§ **TEXTE SOURCE**
Un Maigret un peu spécial, où, je suis la première à le déplorer, l'analyse psychologique si fine à laquelle nous a habitués Simenon est mise en sourdine au profit d'une intrigue dont les personnages, peut-être parce qu'ils évoluent dans ce qu'on a l'habitude d'appeler la jet-set, sont d'un vide confondant. Un seul personnage de ce type, même deux ou trois, dans un roman (comme par exemple le major anglais du "Charretier de la Providence", ou la comtesse, anglaise elle aussi, qui, dans "Mon Ami Maigret" passe la vacuité profonde de ses jours entre son gigolo attitré et plusieurs bouteilles d'alcool) ne causent pas problème. Ils ne sont en fait que des seconds rôles et, pourvu qu'ils sachent leurs répliques et les disent à propos, tout va bien. Simenon s'intéresse à d'autres qu'à eux, en fait, même s'il leur confère quelques touches toujours exactes d'humanité.

Mais dans "Maigret Voyage", les protagonistes de l'intrigue sont tous des habitués du George V, à Paris, de l'Hôtel de Paris à Monte-Carlo, du Savoy à Londres, bref ... vous imaginez le tableau . Leur vie est brillante en apparence, en réalité plus que clinquante, leurs rêves vont surtout à la prochaine soirée que donnera lord X ... ou la duchesse de ... et aux cartons d'invitation qu'ils désespèrent de recevoir, aux prochaines vacances dans la dernière station, balnéaire ou de ski, à la mode, et presque tous, immanquablement, sont abonnés non seulement à la bonne chère et à l'alcool mais plus encore, surtout les femmes, aux somnifères, barbituriques et drogues diverses. Il faut bien tenir le coup pendant les interminables soirées où l'on sourit à des gens qu'on ne connaît pas mais que l'on se doit de connaître, il faut bien se coucher très tard après avoir bu un verre ou deux pour arroser son somnifère et surtout ne pas oublier au réveil de prendre ce petit cachet qui vous redonnera du punch pour le reste de la journée, à moins que vous ne préfériez dormir, dormir, dormir ...

C'est justement quelqu'un qui se refuse à ne plus pouvoir mener cette vie, pour lui si exaltante, en devenant le maître d'une fortune fort conséquente qui va tuer. Sa victime : un homme d'affaires qui, lui, était né dans ce milieu et brassait des millions avec l'habitude que lui conférait son apprentissage au coeur d'une famille qui le faisait déjà bien avant lui. L'un s'est fait peu à peu, avec difficultés, l'autre est né avec une cuillère d'argent dans la bouche. Dans le fond, c'est vrai que ce n'est pas très juste mais c'est ainsi. Pour rétablir l'équilibre, pourquoi ne pas tuer en effet, surtout si cela vous permet de jouir de cette fortune sans qu'on vous soupçonne ?

§ **CONSIGNES**
(1) Recopiez le passage de la critique de « Maigret Voyage » qui va de « Un Maigret un » jusqu'à « toujours exactes d'humanité. », en substituant « livre » à « roman ».
(2) Reprenez la critique de « Maigret Voyage » là où elle s'arrête et poursuivez-la.

(Enregistrements extraits)
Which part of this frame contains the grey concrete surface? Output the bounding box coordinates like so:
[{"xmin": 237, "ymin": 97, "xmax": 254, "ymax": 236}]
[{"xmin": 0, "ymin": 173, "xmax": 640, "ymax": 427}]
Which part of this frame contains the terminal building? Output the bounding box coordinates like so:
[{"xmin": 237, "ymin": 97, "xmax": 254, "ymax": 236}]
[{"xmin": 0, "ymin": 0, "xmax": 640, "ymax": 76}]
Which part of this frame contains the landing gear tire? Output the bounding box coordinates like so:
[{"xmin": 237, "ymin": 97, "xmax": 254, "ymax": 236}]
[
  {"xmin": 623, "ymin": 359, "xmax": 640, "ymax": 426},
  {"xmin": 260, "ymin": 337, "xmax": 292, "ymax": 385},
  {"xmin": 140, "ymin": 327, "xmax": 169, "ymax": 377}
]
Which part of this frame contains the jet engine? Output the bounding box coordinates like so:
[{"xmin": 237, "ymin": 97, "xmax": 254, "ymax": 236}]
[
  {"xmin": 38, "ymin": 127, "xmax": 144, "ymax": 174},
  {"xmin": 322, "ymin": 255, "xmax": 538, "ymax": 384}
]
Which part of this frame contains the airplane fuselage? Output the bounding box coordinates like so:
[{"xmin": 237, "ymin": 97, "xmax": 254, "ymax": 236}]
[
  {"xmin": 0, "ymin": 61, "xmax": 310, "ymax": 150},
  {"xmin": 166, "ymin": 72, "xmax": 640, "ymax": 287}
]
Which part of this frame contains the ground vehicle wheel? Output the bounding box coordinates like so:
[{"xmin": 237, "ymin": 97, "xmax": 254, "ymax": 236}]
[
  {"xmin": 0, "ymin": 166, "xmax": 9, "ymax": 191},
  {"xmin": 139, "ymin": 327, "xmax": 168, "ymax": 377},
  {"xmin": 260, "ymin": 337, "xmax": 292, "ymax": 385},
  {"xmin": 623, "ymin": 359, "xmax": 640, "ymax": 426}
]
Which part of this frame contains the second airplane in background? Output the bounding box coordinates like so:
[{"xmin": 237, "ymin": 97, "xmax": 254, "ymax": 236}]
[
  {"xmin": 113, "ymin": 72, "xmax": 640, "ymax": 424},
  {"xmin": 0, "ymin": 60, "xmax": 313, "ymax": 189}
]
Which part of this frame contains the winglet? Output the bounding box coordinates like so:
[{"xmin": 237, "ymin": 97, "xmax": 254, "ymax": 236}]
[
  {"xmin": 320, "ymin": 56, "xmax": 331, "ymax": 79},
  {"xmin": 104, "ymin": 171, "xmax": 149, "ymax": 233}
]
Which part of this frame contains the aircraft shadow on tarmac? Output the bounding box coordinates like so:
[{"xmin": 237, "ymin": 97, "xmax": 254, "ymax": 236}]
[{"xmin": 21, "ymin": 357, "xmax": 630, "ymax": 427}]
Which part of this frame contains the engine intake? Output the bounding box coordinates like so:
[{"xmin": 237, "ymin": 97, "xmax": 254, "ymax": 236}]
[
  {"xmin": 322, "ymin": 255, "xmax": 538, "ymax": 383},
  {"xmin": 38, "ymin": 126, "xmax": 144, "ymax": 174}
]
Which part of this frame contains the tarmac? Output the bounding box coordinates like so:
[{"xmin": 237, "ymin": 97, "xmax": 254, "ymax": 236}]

§ **RÉPONSES PAR CONSIGNE**
(1)
Un Maigret un peu spécial, où, je suis la première à le déplorer, l'analyse psychologique si fine à laquelle nous a habitués Simenon est mise en sourdine au profit d'une intrigue dont les personnages, peut-être parce qu'ils évoluent dans ce qu'on a l'habitude d'appeler la jet-set, sont d'un vide confondant. Un seul personnage de ce type, même deux ou trois, dans un livre (comme par exemple le major anglais du "Charretier de la Providence", ou la comtesse, anglaise elle aussi, qui, dans "Mon Ami Maigret" passe la vacuité profonde de ses jours entre son gigolo attitré et plusieurs bouteilles d'alcool) ne causent pas problème. Ils ne sont en fait que des seconds rôles et, pourvu qu'ils sachent leurs répliques et les disent à propos, tout va bien. Simenon s'intéresse à d'autres qu'à eux, en fait, même s'il leur confère quelques touches toujours exactes d'humanité.

(2)
Le titre du roman vient du fait que Maigret voyage effectivement, en avion, pour se rendre de Paris à Genève et Lausanne, mais aussi parce que, dans ce milieu si spécial, où il ne se sent guère à son aise, il "voyage" d'une autre manière : slalomant entre les relations des uns et des autres, les on-dits et les non-dits, les prénoms de personnalités célèbres et les noms de leurs secrétaires parfaitement inconnus. Il voyage même tout un jour et toute une nuit à l'intérieur du George V, aussi bien dans les deux chambres liées au crime et dans les halls et salles de restaurants du prestigieux hôtel que dans ses coulisses, plus humbles, moins éclatantes mais tout aussi animées, sinon plus.

Vous le savez : le commissaire aime "se faire une idée." Pour cela, rien de tel que de fureter dans tous les coins, sur les lieux du drame. Ici, on le comprend, c'est un peu gênant, autant pour le personnel du George V que pour Maigret lui-même mais le commissaire est têtu et le directeur du personnel finit par s'incliner, ayant compris que, quand il est sur une piste, il est pratiquement impossible de se débarrasser de l'encombrant officier de la Policier Judiciaire.

C'est donc un roman qui se laisse lire mais dont les héros, à l'exception des policiers, ressemblent à des coquilles vides parce qu'ils ne savent exprimer que des émotions qui, dans leur grande majorité, sont étrangères au lecteur, sauf sans doute celle de perdre leur source principale de revenus. Mais, dans un tel milieu, les conventions, la morale et l'immoralité elle-même revêtent des allures si inattendues, si surprenantes que, sauf à avoir croisé un jour ou l'autre soi-même dans ce genre de marécage, si somptueux soit-il, on ne parvient pas vraiment à ressentir de l'empathie pour les drôles de crocodiles, d'amphibiens et de parasites qui s'y prélassent.

Un "Maigret" particulier. Vraiment. Mais non négligeable. Et supérieur à tout ce que vous pourrez lire dans "Gala", cela va de soi. ;o)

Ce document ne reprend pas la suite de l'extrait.